* Start Given text *

Silk Road’s owners are entirely anonymous. But the name of the current site administrator is an intriguing clue as to the way the service may be run. Though Dread Pirate Roberts was previously named Silk Road in the market’s attached forum pages, and Admin in the marketplace itself, he renamed himself in February 2012, delighting in posts for days beforehand in the appropriateness of the name he would soon reveal. It turned out he had chosen to call himself after a swashbuckling pirate character in the 1973 fantasy novel The Princess Bride by renowned American screenwriter William Goldman. In that work, the Dread Pirate Roberts is a persona assumed by many different characters, each of whom hands the mantle, name, responsibilities and ship to his chosen successor. It seems possible that the Silk Road site is run not by a single operator, but by a loosely tied conglomerate of individuals, each of whom successively takes the risk – and reaps the rewards – that running the site must entail. It’s impossible to say. Perhaps the name more simply nods at the popular respect for the outlaw-pirate hero figure who has thrived in a world where torrent downloads are far more respectable than shoplifting a DVD.
Appropriately enough, it was William Goldman who wrote the line ‘Follow the money’, in the 1976 film All the President’s Men, a phrase that has become the battle-cry for investigative journalists looking for examples of official corruption.2 The architecture of bitcoin, the currency used on the Silk Road by dealers and users, and other services deployed by the site, mean the money cannot be simply followed. Transactions are almost anonymous, and communications are encrypted between the intended recipients, making eavesdropping impossible.
Proof that the site delivered was broadcast in the UK in February 2012 when researchers from BBC Radio Five Live ordered and received a sample of very high-purity DMT. The sample was tested by John Ramsey at St George’s, and he said it was indeed excellent quality. The story was broadcast and published on the BBC’s website. Andrew Lewman audibly facepalms as he relates the story over the telephone. ‘What better advert could they have given? Not only does this illegal site sell rare drugs, it sells very high-quality product.’ But you didn’t need to trust the BBC. The forums at the site offered crowdsourced proof of the best vendors and worst scammers. In June 2012, reviews for the best LSD vendor ran to eighty-one pages, with 50,000 views, heroin to twenty-two pages with 8,000 views. Cocaine vendors were reviewed in a 292-page behemoth with over 90,000 views, and MDMA ran in at 129 pages with over 60,000 views.

* End Given text *
* Start Stored data *

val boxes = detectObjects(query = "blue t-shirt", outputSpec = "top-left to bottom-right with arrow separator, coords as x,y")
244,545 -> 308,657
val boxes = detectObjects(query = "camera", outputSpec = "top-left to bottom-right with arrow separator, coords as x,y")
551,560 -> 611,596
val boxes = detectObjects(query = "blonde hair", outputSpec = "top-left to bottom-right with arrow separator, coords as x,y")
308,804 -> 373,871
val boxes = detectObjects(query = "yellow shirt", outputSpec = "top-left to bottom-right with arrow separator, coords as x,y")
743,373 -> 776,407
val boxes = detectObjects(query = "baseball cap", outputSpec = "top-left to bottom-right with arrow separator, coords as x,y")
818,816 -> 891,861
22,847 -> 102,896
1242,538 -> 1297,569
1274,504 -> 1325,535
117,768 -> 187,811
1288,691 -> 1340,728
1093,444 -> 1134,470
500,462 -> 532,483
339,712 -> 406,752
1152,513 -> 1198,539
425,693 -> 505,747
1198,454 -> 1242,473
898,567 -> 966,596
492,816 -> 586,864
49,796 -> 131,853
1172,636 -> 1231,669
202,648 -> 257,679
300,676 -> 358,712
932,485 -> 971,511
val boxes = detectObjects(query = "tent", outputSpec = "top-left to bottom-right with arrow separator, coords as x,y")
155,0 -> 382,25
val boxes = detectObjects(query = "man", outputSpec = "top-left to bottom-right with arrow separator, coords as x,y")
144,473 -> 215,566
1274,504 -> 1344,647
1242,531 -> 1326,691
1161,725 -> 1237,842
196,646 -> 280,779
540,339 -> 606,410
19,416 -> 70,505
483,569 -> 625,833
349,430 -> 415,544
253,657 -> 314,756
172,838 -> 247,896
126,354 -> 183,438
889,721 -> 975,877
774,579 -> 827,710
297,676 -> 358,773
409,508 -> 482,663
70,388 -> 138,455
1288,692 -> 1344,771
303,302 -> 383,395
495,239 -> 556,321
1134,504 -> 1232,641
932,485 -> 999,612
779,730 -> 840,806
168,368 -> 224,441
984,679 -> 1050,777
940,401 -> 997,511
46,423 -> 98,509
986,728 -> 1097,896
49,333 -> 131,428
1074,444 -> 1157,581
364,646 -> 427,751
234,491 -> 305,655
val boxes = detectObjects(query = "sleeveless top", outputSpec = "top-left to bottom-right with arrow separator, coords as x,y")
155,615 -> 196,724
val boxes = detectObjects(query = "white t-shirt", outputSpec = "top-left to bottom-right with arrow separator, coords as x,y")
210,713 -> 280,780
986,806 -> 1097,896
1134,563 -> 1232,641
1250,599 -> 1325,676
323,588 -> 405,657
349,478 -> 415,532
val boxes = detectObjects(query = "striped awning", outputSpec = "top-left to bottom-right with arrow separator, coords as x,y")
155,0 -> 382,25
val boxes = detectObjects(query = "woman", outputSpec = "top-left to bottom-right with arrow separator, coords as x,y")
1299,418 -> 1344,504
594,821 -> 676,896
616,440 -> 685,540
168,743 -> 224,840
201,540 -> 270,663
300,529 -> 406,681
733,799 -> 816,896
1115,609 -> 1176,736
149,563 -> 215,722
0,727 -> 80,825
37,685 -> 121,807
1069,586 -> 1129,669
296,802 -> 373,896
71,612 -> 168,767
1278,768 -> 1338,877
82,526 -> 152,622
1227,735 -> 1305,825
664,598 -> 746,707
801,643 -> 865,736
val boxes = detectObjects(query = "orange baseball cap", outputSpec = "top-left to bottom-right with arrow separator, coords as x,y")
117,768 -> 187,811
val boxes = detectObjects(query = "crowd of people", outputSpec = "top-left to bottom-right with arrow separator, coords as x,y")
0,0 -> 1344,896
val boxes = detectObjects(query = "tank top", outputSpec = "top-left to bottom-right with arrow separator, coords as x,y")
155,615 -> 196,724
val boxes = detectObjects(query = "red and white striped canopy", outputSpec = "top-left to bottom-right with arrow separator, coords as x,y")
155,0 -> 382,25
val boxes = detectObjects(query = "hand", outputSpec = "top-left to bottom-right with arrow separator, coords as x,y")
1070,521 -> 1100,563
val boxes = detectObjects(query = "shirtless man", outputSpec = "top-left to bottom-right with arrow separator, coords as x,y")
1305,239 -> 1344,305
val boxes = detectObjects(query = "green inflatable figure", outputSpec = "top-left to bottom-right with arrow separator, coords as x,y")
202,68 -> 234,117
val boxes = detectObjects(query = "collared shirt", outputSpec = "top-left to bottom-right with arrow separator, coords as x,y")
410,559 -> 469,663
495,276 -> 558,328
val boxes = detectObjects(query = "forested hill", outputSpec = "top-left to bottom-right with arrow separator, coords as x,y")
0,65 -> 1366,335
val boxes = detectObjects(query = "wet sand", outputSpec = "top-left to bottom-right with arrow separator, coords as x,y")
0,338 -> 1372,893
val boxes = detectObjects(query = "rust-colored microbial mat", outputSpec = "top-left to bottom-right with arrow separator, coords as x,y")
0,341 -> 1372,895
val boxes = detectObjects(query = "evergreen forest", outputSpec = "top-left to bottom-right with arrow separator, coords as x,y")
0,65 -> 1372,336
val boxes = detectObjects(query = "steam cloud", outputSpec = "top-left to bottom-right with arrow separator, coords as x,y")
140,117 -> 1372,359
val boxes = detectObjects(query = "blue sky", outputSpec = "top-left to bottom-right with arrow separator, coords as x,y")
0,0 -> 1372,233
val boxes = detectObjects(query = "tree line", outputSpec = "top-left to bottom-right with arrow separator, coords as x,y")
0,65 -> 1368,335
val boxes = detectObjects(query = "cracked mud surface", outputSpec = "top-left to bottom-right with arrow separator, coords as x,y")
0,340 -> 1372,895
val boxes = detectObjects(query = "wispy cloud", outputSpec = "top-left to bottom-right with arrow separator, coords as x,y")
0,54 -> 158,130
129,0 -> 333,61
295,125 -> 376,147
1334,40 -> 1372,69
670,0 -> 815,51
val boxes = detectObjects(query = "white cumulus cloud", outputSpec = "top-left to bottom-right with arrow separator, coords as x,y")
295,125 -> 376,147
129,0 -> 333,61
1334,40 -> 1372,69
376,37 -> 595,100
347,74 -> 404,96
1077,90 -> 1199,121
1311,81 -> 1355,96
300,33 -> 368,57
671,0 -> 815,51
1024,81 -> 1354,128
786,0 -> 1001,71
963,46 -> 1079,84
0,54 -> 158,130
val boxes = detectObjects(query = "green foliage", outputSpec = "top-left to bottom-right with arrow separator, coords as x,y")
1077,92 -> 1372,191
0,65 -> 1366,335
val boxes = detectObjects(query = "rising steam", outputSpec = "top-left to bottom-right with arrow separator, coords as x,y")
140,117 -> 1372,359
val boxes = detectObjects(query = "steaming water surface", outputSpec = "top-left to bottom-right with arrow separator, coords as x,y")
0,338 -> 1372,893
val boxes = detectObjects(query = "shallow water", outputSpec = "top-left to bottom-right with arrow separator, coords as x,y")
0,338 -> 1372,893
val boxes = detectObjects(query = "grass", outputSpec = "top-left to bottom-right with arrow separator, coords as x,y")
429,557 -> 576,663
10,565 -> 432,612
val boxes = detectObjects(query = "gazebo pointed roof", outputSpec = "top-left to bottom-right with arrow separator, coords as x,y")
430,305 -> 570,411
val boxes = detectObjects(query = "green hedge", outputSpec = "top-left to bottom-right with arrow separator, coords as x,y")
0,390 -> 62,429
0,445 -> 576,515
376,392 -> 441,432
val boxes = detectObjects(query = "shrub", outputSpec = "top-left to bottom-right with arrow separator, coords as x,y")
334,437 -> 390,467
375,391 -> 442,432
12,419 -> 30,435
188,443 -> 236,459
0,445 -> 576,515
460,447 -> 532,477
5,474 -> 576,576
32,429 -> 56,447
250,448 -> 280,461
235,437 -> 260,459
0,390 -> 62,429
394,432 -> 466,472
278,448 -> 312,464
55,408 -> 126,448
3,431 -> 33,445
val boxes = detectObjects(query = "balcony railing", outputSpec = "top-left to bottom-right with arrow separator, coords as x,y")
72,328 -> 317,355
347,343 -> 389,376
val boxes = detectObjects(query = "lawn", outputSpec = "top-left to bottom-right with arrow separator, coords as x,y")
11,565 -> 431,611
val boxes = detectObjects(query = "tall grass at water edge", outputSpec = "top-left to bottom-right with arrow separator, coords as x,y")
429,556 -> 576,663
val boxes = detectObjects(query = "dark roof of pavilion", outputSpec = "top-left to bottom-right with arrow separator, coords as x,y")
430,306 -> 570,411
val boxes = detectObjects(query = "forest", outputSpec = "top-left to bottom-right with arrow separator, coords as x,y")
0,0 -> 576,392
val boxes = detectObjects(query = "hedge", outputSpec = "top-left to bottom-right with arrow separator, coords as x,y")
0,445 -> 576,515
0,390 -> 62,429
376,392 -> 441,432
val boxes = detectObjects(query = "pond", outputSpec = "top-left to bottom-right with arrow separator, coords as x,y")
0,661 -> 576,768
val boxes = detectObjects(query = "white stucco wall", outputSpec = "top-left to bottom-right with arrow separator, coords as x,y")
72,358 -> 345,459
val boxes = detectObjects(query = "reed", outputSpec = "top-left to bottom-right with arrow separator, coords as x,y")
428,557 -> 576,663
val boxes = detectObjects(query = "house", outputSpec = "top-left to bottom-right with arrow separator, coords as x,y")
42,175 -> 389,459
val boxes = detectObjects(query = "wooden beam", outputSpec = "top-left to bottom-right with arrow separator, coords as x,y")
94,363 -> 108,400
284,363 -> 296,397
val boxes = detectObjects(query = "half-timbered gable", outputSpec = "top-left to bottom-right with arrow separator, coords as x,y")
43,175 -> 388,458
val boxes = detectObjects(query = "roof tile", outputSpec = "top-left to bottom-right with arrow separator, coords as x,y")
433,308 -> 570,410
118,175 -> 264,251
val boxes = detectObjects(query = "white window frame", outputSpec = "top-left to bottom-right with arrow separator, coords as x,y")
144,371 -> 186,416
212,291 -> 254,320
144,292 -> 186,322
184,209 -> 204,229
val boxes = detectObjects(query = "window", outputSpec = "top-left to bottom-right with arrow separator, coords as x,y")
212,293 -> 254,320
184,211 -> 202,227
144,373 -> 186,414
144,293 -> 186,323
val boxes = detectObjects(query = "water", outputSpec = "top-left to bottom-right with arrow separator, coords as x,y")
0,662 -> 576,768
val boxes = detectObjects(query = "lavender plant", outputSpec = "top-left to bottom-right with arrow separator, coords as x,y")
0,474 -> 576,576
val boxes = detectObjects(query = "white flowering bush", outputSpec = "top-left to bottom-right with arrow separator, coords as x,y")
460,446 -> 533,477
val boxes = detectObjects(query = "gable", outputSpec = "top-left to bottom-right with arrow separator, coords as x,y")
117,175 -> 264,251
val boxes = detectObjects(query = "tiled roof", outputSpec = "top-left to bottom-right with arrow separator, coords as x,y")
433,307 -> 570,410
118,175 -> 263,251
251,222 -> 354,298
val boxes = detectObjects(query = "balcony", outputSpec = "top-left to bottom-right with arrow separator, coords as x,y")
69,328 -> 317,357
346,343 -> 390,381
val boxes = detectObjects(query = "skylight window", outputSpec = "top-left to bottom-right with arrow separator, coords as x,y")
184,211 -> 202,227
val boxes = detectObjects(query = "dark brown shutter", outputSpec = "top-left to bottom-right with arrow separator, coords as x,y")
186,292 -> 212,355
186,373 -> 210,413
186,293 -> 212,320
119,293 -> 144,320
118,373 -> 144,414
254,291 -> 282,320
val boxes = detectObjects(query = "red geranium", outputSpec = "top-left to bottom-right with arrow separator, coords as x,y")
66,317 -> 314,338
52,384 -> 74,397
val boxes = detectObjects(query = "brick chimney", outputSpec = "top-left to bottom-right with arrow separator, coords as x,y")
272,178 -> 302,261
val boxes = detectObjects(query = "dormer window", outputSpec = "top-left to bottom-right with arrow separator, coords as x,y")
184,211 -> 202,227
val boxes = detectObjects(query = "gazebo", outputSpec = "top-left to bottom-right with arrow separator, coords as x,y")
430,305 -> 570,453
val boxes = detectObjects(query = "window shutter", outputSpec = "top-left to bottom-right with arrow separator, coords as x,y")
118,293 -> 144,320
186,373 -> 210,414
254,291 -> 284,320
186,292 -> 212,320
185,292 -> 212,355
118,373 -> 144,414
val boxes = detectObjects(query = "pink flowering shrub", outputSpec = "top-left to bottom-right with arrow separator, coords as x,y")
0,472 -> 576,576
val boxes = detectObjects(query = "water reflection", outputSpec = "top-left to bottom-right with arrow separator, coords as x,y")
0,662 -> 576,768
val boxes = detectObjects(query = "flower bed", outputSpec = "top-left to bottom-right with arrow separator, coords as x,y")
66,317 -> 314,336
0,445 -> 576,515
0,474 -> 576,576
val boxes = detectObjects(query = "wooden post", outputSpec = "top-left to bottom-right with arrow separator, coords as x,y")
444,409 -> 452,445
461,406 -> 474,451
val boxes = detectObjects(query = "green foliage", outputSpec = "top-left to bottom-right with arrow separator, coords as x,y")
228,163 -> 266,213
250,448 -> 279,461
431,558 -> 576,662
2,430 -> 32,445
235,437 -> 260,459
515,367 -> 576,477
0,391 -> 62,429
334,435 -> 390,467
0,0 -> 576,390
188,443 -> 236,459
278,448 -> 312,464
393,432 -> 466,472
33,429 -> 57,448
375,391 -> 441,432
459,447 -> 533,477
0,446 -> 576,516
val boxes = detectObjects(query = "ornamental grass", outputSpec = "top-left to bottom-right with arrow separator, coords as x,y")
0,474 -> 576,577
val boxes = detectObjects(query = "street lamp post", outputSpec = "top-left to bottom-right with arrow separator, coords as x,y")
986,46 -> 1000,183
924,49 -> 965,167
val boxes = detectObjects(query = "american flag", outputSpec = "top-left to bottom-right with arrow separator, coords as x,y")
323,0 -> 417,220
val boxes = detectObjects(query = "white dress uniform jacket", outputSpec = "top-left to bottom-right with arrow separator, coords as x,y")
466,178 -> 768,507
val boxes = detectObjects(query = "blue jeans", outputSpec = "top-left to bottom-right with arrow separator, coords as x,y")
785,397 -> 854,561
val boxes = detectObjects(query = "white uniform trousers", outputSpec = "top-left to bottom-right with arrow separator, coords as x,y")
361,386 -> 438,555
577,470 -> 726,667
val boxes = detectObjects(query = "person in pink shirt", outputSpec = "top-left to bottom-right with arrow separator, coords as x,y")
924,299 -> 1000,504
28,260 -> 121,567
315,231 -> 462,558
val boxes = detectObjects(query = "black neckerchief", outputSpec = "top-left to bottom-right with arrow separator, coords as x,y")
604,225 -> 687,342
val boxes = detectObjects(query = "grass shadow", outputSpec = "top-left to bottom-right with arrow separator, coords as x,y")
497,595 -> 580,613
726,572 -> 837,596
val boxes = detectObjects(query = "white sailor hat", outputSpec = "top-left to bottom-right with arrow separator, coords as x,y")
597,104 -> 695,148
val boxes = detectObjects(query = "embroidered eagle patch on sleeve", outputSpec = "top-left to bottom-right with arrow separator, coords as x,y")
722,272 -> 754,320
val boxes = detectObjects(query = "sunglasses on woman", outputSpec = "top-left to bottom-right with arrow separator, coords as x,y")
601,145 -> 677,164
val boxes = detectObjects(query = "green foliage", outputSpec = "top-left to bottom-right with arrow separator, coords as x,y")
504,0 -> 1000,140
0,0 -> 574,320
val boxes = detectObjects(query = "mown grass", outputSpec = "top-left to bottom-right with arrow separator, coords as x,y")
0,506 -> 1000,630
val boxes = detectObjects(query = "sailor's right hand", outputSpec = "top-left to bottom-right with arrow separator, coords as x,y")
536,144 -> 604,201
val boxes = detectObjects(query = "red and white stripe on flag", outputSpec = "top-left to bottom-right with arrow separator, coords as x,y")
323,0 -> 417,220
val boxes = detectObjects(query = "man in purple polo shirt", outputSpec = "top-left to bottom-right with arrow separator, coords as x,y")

* End Stored data *

* What needs to be done *
Rewrite everything in the Silk Road passage from "Appropriately enough, it" down to "making eavesdropping impossible.", renaming "encrypted" as "scrambled".

* Solution to the problem *
Appropriately enough, it was William Goldman who wrote the line ‘Follow the money’, in the 1976 film All the President’s Men, a phrase that has become the battle-cry for investigative journalists looking for examples of official corruption.2 The architecture of bitcoin, the currency used on the Silk Road by dealers and users, and other services deployed by the site, mean the money cannot be simply followed. Transactions are almost anonymous, and communications are scrambled between the intended recipients, making eavesdropping impossible.